# TASK DETAILS
Take the line with "the hand, which" and every line after it in the data. Transcribe them exactly, through the last.

[Records excerpted from a collection]

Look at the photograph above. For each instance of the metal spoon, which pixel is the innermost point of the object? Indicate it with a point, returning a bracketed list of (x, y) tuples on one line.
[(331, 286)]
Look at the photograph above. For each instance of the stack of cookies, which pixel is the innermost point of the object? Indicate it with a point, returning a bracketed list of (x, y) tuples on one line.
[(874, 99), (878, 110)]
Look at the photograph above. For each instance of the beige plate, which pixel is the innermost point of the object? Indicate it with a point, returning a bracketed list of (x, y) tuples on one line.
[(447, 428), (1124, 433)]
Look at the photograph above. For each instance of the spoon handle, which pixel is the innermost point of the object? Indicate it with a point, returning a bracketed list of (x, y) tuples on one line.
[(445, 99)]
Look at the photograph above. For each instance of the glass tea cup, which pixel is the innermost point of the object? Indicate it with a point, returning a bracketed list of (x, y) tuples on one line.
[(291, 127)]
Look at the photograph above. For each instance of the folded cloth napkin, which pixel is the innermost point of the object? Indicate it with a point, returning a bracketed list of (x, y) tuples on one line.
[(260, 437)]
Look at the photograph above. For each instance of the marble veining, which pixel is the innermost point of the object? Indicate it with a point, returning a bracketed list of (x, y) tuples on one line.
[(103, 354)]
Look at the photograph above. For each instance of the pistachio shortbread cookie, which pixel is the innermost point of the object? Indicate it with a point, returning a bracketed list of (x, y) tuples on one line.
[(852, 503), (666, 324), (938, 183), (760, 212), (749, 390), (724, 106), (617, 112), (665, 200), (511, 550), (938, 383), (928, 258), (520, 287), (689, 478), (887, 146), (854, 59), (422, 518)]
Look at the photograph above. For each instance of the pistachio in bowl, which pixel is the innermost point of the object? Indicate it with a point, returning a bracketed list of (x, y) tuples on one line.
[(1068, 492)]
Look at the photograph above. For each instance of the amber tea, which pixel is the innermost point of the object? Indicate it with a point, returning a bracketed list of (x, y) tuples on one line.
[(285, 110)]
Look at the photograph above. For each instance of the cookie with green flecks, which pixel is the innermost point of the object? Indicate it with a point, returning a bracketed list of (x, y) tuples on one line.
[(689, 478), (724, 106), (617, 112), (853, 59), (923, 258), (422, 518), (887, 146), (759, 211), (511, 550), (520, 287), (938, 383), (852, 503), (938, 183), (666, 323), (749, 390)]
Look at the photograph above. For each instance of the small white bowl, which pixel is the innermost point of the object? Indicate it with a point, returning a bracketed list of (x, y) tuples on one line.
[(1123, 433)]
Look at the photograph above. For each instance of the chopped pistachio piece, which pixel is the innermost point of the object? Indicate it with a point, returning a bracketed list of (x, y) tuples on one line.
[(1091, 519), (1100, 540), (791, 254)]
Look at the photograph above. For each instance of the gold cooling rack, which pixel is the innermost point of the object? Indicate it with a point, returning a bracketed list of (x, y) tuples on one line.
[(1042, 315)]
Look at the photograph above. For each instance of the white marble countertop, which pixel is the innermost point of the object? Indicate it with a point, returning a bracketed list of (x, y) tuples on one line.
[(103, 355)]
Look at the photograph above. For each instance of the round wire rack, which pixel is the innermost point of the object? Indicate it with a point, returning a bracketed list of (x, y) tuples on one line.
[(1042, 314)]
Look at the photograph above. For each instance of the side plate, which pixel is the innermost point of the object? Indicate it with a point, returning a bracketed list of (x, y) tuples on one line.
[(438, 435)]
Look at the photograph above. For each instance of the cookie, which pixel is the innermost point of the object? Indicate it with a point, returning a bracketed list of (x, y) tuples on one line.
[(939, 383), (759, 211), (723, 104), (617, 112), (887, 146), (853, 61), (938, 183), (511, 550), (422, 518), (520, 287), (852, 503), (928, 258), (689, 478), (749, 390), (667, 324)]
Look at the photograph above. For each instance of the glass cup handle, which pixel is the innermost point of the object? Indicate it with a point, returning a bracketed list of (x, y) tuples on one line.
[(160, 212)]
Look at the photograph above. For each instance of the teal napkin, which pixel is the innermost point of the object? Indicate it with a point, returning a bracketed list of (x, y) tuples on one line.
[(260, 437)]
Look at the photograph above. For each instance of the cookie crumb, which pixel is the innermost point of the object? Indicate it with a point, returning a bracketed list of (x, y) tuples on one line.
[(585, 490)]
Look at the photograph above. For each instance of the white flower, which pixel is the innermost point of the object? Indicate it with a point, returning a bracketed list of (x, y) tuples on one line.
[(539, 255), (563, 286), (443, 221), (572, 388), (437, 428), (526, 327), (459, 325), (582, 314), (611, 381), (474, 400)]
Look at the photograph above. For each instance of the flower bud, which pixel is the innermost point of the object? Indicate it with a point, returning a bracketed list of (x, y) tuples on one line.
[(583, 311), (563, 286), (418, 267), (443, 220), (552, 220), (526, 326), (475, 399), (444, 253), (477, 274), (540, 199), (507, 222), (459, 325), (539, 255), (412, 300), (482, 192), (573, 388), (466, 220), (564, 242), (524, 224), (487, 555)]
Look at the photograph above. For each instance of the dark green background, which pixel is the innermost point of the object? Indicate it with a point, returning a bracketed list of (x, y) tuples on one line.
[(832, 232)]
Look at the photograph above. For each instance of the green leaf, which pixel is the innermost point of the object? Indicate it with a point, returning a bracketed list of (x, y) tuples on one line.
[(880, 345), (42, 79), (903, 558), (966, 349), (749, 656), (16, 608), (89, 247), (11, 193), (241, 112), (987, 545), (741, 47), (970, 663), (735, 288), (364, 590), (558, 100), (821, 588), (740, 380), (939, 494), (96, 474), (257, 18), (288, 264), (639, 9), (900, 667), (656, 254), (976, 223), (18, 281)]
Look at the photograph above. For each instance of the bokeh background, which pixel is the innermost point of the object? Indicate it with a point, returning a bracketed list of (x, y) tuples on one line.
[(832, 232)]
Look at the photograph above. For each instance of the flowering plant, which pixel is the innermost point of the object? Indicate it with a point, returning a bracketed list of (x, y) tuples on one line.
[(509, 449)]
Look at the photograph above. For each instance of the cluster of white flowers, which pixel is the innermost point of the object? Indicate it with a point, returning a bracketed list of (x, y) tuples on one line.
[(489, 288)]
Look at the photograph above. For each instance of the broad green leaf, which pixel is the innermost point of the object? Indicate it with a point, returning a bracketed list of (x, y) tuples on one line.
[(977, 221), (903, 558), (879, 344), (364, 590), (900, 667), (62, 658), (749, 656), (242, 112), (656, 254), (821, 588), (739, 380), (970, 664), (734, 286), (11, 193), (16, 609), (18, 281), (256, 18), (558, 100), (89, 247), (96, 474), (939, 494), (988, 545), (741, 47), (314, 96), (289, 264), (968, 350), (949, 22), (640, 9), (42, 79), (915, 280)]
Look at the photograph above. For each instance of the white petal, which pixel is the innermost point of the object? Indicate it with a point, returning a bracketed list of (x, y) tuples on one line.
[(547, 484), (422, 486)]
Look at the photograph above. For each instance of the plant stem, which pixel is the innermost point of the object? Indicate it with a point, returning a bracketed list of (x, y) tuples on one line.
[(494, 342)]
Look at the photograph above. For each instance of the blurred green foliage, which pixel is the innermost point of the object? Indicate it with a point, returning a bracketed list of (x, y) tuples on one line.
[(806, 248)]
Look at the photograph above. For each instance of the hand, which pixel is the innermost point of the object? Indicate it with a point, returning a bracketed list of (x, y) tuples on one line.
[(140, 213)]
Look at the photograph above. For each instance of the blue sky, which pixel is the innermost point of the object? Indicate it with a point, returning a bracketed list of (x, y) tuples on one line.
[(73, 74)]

# ANSWER AREA
Look at the photograph above. For each instance of the hand, which pixel is the innermost point of the object? Indicate it with a point, returning a bracketed list of (x, y) tuples on one line.
[(140, 213)]
Look at the photograph above. For each instance of the blue sky, which pixel is the innermost point of the object? Indicate it with a point, returning a bracketed list of (x, y) tuples on one line.
[(73, 74)]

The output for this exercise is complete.